- _WHAT TO DO_
Convert all the items below into a numbered list of their lines, skipping any blank lines. Leave the pictures out of the list.

- _RECORDS SUPPLIED_

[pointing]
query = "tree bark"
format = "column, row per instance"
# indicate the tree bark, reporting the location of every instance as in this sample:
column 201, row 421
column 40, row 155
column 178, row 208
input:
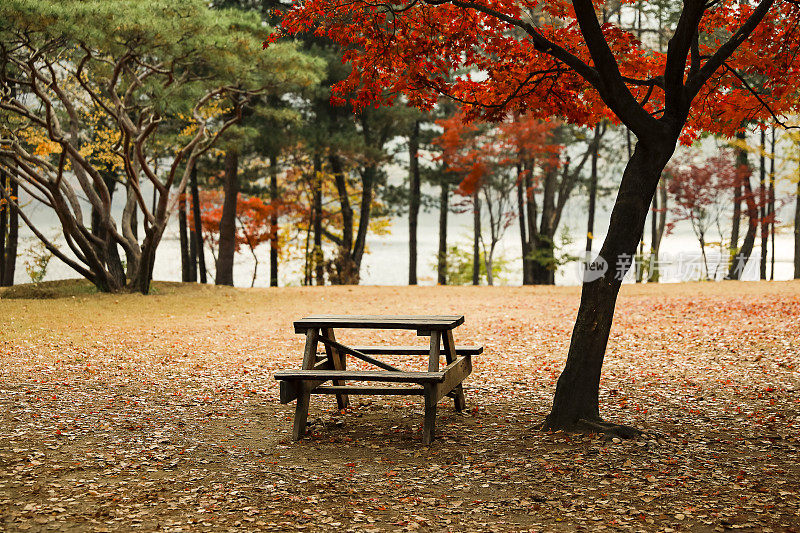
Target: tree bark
column 743, row 256
column 414, row 200
column 526, row 273
column 11, row 243
column 441, row 264
column 198, row 227
column 576, row 399
column 227, row 223
column 273, row 196
column 184, row 240
column 476, row 235
column 797, row 233
column 319, row 263
column 762, row 195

- _RESULT FOR THIS EXERCISE_
1. [pointing]
2. query = "tree bark"
3. format = "column, row per instance"
4. # indicate the tree bark, reporting the location of every instance as in this sample:
5. column 201, row 421
6. column 40, row 155
7. column 178, row 208
8. input:
9. Target: tree bark
10. column 743, row 256
11. column 414, row 200
12. column 526, row 273
13. column 11, row 243
14. column 441, row 264
15. column 198, row 227
16. column 576, row 399
17. column 227, row 223
18. column 273, row 196
19. column 184, row 240
20. column 476, row 235
21. column 797, row 233
22. column 319, row 263
23. column 762, row 195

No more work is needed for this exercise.